Bermudes: É bom perguntar à oposição. A oposição tradicionalmente faz campanha contra o governo. A oposição é cruel. A UDN, por exemplo, fez seriíssimas acusações ao então presidente Juscelino Kubitschek, inclusive de desonesto. E Juscelino podia ser de tudo, menos desonesto. (...) Meu refrão é o seguinte: o ministro é auxiliar do presidente. Ele não estava se informando para transmitir esse fato à imprensa nem ao Congresso. Estava se informando para, em primeiríssimo lugar, transmitir uma visão dos fatos a quem ele presta contas, que é o presidente da República.
Valor: O senhor acha que a oposição cometeu alguma outra injustiça nessa crise?
+===+
--- O que fazer ---
(a) Transcreva uma parte da entrevista: comece nas palavras "Bermudes: É bom" e pare depois de "injustiça nessa crise?".
(b) Dê continuidade à entrevista sobre a oposição e o governo a partir do ponto em que ela para.
As linhas que vêm depois não têm relação com a entrevista.
+===+
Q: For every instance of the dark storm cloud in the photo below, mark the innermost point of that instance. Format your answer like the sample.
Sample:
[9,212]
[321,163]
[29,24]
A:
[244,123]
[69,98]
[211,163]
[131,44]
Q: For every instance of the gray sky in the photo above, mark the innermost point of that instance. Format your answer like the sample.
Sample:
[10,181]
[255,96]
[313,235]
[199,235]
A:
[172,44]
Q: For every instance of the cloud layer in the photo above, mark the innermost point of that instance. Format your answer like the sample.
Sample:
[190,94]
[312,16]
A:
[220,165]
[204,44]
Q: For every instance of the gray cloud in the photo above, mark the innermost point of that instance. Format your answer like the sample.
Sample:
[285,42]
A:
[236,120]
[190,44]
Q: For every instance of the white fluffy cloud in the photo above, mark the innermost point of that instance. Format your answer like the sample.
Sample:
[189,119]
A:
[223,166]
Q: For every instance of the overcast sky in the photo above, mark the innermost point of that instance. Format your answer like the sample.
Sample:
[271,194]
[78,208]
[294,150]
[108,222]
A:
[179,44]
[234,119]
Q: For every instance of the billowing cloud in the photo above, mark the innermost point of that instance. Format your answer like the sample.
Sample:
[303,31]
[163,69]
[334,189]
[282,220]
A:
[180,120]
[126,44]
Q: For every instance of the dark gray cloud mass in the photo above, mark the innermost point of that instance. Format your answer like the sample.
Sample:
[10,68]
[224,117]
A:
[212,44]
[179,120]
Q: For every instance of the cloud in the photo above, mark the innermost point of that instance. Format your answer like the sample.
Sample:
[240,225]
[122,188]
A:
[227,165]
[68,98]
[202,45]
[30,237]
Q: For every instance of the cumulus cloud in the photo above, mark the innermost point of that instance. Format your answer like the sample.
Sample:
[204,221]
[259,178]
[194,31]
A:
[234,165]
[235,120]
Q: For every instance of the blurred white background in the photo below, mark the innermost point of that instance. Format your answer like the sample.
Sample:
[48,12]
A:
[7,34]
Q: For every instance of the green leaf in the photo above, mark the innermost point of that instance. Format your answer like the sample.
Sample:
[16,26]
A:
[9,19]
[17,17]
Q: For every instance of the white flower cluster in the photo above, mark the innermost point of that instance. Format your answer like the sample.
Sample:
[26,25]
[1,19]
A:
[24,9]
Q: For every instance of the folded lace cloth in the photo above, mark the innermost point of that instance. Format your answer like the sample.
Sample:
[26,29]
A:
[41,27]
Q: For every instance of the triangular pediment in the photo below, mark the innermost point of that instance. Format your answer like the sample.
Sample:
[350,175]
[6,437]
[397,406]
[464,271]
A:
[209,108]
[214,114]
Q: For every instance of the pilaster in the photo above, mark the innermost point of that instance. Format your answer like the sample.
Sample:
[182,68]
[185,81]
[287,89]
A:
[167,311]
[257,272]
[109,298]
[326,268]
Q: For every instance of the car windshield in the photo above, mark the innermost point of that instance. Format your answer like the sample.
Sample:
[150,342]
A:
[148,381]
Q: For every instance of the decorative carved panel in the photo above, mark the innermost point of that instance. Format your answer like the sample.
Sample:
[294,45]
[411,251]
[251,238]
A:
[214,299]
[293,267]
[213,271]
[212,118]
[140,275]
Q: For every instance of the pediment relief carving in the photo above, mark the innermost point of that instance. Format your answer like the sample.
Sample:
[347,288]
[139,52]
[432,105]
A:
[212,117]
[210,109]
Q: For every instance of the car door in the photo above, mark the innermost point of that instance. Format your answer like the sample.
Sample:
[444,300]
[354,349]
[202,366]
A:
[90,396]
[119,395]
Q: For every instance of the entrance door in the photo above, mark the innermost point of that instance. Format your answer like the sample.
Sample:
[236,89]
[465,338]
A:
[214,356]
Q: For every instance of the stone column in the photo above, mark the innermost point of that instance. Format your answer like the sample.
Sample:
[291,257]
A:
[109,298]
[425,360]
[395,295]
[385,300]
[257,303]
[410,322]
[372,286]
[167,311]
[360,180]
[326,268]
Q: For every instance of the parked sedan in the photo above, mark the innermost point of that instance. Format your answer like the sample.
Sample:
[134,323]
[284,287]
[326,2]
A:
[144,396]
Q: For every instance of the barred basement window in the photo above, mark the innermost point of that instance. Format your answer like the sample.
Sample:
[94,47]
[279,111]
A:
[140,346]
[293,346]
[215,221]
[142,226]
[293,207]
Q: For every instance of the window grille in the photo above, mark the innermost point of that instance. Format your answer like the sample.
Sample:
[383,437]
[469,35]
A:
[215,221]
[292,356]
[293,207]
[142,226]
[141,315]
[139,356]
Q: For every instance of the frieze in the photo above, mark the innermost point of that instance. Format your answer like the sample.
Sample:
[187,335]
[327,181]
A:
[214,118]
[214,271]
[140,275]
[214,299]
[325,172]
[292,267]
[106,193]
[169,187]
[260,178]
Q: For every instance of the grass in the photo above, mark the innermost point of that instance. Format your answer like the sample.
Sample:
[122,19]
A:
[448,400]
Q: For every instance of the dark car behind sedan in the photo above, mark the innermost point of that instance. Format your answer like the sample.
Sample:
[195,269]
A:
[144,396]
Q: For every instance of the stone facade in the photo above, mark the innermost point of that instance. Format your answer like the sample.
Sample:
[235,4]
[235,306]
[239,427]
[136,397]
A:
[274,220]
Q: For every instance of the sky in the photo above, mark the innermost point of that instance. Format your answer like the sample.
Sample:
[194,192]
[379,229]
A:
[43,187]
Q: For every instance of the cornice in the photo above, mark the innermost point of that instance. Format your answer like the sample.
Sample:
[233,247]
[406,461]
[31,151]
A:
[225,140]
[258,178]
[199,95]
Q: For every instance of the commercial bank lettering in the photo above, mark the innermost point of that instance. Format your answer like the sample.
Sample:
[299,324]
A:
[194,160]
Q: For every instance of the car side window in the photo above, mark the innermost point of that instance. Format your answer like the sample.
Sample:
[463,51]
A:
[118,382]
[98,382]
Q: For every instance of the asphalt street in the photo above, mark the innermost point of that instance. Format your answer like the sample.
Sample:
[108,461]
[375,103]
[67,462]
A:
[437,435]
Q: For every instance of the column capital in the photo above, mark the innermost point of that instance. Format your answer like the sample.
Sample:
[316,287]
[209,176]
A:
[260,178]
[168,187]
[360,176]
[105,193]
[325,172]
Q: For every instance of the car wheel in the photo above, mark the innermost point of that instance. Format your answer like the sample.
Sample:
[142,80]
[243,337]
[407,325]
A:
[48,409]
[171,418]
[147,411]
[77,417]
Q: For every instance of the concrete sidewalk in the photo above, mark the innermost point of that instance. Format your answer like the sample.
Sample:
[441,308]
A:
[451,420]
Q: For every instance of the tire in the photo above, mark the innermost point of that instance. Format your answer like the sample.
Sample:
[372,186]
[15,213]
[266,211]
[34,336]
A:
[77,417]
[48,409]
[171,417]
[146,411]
+===+
--- Respostas do exercício ---
(a)
Bermudes: É bom perguntar à oposição. A oposição tradicionalmente faz campanha contra o governo. A oposição é cruel. A UDN, por exemplo, fez seriíssimas acusações ao então presidente Juscelino Kubitschek, inclusive de desonesto. E Juscelino podia ser de tudo, menos desonesto. (...) Meu refrão é o seguinte: o ministro é auxiliar do presidente. Ele não estava se informando para transmitir esse fato à imprensa nem ao Congresso. Estava se informando para, em primeiríssimo lugar, transmitir uma visão dos fatos a quem ele presta contas, que é o presidente da República.
Valor: O senhor acha que a oposição cometeu alguma outra injustiça nessa crise?

(b)
Bermudes: O que estou dizendo é que a oposição é muitas vezes açodada e injusta, corno ocorre na maioria dos julgamentos precipitados. Vamos tomar um caso cível: o locador diz que o locatário está prejudicando o imóvel. Por que o juiz tem que ouvir primeiro o locatário para compreender os fatos para depois sentenciar? Porque é necessário investigar e informar-se.
Valor: O senhor acha que a cabeça dele é o prêmio que a oposição quer?
Bermudes: Que cabeça dele coisa nenhuma. Só se o presidente da República for um leviano. Não tem nada de cabeça. Se o presidente da República for demitir qualquer ministro contra quem a oposição levante algum restrição ele deixa de ser o chefe do Executivo e quem passa a ser chefe do Executivo é a oposição.
Valor: Em artigo publicado no site "no mínimo´: o senhor compara as denúncias contra Thomaz Bastos à denúncia do advogado de Luís XVI, de que o tribunal instituído para julgá-lo, na verdade ,fora montado para condená-lo.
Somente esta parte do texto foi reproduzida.